__EXERCISE PASSAGE__:
####################

Congress & Silicon Valley Billionaires Separately Launch Contests To Drive Forward Innovation
from the seems-like-a-good-idea dept
There’s been a growing movement among some to suggest that it would be a lot more practical and useful for students to learn how to code as a part of their education, rather than some other “mandatory” curriculum items. It looks like the House of Representatives is working on a cool little plan to at least incentivize some code learning in schools: a nationwide technology contest for students, encouraging them to develop brand new apps for mobile devices. The hope is that it will help more students not just learn to code, but to learn that they enjoy it and are interested in learning more and going into the technology field. While this may be a “small” program, it’s good to see general encouragement towards having people learn to code at a young age.
On the other end of the spectrum, three of Silicon Valley’s richest techies, Mark Zuckerberg, Sergey Brin and Yuri Milner, have teamed up for a much larger program a “Breakthrough Prize” for life sciences that will award 11 grants of $3 million each year for major breakthroughs in science.

####################

__MATERIAL SUPPLIED__:
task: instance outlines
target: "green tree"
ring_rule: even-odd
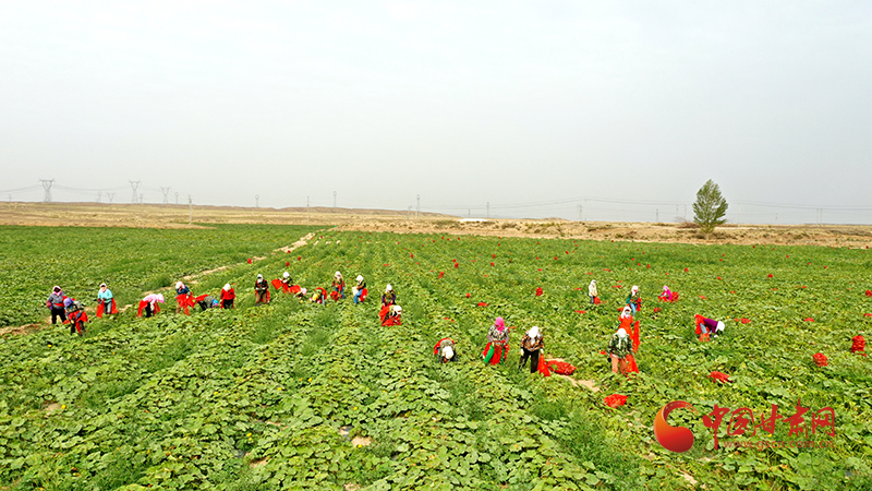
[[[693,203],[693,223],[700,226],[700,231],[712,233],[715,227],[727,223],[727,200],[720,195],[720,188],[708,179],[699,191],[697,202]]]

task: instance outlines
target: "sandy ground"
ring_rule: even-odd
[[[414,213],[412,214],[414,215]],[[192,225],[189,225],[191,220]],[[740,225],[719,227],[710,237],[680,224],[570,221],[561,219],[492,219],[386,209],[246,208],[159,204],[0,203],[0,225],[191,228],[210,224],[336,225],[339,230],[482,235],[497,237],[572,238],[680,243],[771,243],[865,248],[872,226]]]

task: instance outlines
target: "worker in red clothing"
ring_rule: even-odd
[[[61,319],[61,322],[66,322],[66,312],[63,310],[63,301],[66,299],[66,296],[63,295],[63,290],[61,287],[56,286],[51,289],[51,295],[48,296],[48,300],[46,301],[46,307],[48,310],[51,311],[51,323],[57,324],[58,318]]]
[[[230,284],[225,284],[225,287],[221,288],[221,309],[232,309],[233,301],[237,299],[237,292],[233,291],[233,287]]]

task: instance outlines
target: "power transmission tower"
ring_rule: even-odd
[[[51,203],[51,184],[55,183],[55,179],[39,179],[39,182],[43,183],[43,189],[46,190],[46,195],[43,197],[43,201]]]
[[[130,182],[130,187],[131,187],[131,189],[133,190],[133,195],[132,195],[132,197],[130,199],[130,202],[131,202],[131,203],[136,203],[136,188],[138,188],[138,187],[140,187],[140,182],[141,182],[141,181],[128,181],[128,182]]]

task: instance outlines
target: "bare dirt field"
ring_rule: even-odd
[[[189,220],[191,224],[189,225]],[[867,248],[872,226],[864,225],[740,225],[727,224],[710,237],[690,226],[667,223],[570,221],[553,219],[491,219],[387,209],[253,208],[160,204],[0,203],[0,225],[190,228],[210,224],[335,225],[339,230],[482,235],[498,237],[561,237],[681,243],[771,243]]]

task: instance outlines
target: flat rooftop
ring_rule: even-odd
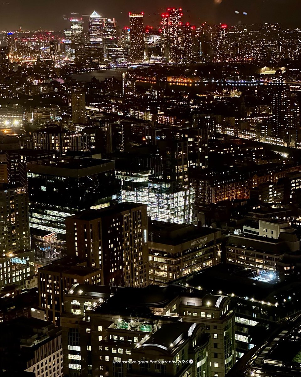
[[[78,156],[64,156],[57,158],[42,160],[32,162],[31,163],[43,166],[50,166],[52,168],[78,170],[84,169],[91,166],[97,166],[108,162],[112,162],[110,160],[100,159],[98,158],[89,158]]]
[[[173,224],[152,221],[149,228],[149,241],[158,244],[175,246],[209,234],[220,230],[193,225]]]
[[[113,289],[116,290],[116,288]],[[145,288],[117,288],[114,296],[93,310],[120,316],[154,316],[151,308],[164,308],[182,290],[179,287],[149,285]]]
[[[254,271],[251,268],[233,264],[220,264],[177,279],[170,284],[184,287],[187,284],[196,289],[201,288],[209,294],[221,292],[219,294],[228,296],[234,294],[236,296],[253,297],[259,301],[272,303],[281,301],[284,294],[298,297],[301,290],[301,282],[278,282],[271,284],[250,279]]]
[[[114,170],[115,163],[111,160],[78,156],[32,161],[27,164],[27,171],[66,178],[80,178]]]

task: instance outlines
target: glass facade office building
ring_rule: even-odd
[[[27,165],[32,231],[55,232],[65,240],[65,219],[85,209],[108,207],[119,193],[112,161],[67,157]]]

####################

__SET OF TASKS__:
a. According to the innovation contests article, how many Breakthrough Prize grants will be awarded each year, and for how much?
b. Please carry the innovation contests article on from its last sentence.
The records are separate material from the innovation contests article.

__RESPONSES IN ORDER__:
a. Eleven grants of $3 million each.

b.
These are two different approaches towards encouraging more innovation in technology and sciences — one at the “low” end and one at the “high” end — but it will be interesting to watch how these kinds of incentive programs develop over time. It would be great to also see more “innovation prizes” that offer up rewards for reaching specific goals, rather than the sort of random “we pick a list of winners” that the Breakthrough Prize functions under. Still, more incentives for innovation can only be a good thing.
Filed Under: app development, innovation, life sciences, mark zuckerber, mobile apps, prizes, sergey brin, yuri milner
Comments on “Congress & Silicon Valley Billionaires Separately Launch Contests To Drive Forward Innovation”
oh well
Necessity may still be the mother of invention. It seems that cash and patents would be the dirty whores in that metaphor.
why bother? as soon as someone tries to do something, thanks to those in Congress having put in place the most ridiculous rules possible, that help everyone EXCEPT the very ones that need help, that are supposed to be helped and those that deserve to be helped, it will all turn to rat shit and shut down because of the threat of being sued. and all before getting up and running! this needs to be put on hold until there are some serious changes to copyright law, patent law, dmca removal and the ability for trolls to get the cake!!
Right. So the kids get sued into oblivion with some broad patent some troll has (round corners?) or some incomprehensible copyright dispute? The high end seems reasonable, at least they are paying for the legal costs in advance 😉
Btw I’m joking here, the initiatives are great (albeit small and ignoring the larger problems that are hindering innovation). But I’m sure it’s not crazy to imagine those kids or the participants in the tech side getting owned by lawsuits like that.
It’s nice to see that Congress is actually doing something and all, but they seem to have more pressing issues at the moment.
I find it strange that a proposal put forth by a republican endorses science, perhaps I woke up in bizaroo world this morning – or maybe this is simply a PR stunt.
Just don’t let CBS anywhere near either of the judging processes.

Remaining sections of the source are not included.